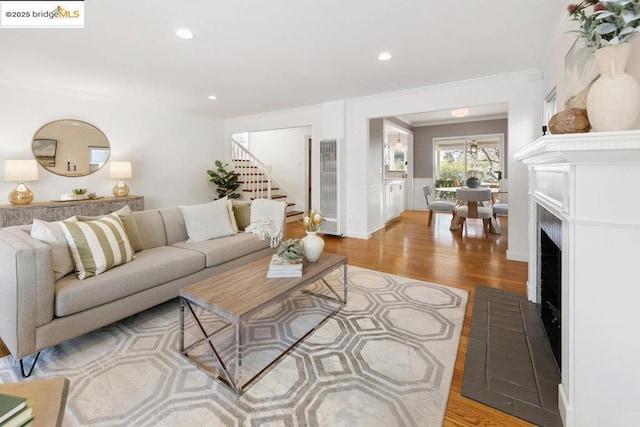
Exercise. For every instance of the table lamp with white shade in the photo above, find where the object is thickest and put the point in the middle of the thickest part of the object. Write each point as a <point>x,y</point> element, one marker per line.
<point>20,171</point>
<point>120,171</point>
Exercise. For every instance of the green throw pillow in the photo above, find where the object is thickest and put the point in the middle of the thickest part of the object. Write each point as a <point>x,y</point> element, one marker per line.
<point>242,212</point>
<point>98,245</point>
<point>130,226</point>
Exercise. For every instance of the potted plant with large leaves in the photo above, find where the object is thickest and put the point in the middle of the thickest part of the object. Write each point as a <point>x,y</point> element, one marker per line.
<point>226,181</point>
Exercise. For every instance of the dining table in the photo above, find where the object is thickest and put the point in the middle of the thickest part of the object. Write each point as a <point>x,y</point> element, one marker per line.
<point>469,197</point>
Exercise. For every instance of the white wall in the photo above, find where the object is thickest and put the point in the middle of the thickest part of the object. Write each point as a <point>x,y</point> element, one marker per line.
<point>170,152</point>
<point>285,150</point>
<point>522,92</point>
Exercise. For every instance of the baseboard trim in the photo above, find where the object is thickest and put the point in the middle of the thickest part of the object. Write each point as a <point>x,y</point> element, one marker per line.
<point>365,236</point>
<point>517,256</point>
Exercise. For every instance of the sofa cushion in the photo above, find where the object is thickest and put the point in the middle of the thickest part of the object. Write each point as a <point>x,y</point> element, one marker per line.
<point>223,249</point>
<point>207,221</point>
<point>174,227</point>
<point>98,245</point>
<point>152,267</point>
<point>52,234</point>
<point>151,228</point>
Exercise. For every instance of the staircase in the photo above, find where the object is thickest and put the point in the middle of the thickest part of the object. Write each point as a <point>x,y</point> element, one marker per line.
<point>255,180</point>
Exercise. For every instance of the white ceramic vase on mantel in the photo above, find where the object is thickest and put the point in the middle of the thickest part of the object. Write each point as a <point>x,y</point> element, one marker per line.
<point>613,102</point>
<point>313,246</point>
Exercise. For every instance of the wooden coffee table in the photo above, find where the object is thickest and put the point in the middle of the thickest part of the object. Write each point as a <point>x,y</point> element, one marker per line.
<point>236,298</point>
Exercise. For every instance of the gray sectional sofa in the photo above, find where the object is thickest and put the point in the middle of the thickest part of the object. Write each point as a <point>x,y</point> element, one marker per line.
<point>37,312</point>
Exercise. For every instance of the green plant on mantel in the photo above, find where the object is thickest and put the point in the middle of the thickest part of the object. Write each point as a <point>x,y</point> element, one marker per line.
<point>610,22</point>
<point>226,181</point>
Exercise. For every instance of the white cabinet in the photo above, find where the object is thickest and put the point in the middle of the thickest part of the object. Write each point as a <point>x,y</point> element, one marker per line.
<point>394,199</point>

· · · · ·

AIM OF THE EXERCISE - Set down the data exactly as it appears, without any images.

EXERCISE RESPONSE -
Exercise. For every instance of the table lamp with white shade in the photo above, find where the object is thickest and put the point in the middle of the thickest part of the object. Write each point as a <point>x,y</point> element, one marker per line.
<point>20,171</point>
<point>120,171</point>
Exercise. For every instance of the green throw pillow in the photo above, find where the object is thickest and put the point in the middle of the thickest part of the object. Write each point as a <point>x,y</point> element, one marker per line.
<point>242,212</point>
<point>98,245</point>
<point>130,226</point>
Exercise. For every instance of the potted plant with large leaves in the photo above, find where the object is thickest and put the point in the middle of the thickest part of the object. Write each point as a <point>x,y</point> element, one marker per line.
<point>226,181</point>
Exercise. For every instance of the dining table in the photo above, find where the object is thickest and put the point in the middle of the thickest part of the object. Write each point as a <point>x,y</point> element, one marker per line.
<point>469,197</point>
Exercise. For every instance of the white wall in the photo above, find where the object is thickest and put the point in the middle of the thickest part of the object. Write each point as a <point>x,y</point> element, one marker per line.
<point>170,152</point>
<point>285,150</point>
<point>522,92</point>
Exercise. For every instance of the baseboard trim in the photo above, find where the object is thickest and put the point in the middle of the thickest part of the object. Write each point as a <point>x,y</point> element, one marker per line.
<point>365,236</point>
<point>517,256</point>
Exercise. For every instance of the sofa cushion in the photo above, find where the object is thickest and put the point in the middle of the thickest part of the object. Write each point as a <point>x,y</point> element, one marker per line.
<point>223,249</point>
<point>207,221</point>
<point>174,227</point>
<point>98,245</point>
<point>152,267</point>
<point>52,234</point>
<point>151,228</point>
Exercise. For every instance of the staircase in the photo above, find where the object is thickest and put the point in the middle of the thickest part of the object. Write each point as a <point>x,y</point> element, one marker per line.
<point>255,180</point>
Exercise. For every instance of the white ceramic vase on mantel in the photo above, find where the object is thickest and put the point in the middle of the thickest part of the object. Write each point as a <point>x,y</point> element, one marker per line.
<point>613,102</point>
<point>313,246</point>
Exercise. For every instance of the wooden coffee table in the photo above, find where the object is thickest and put the point in the middle of the thickest part of the object. Write each point as a <point>x,y</point> element, one marker per line.
<point>236,298</point>
Exercise. For every instance of the gray sectional sofa in the photo above, find where the object is thickest and put the point in the middle of the thickest part of the object. Write each point as a <point>x,y</point> element, one marker per line.
<point>37,312</point>
Exercise. For every instance of the green plant on mantel in the photo above, find where the object is thickest and put the point in the middle of the thickest part of the object. Write each point as a <point>x,y</point> element, one marker per line.
<point>610,22</point>
<point>226,181</point>
Exercise. For every instance of the white cabinet in the photo above, find where the object is thickest and put the point in the middle of the thickest part of the object. Write each point as a <point>x,y</point> element, one marker per line.
<point>394,199</point>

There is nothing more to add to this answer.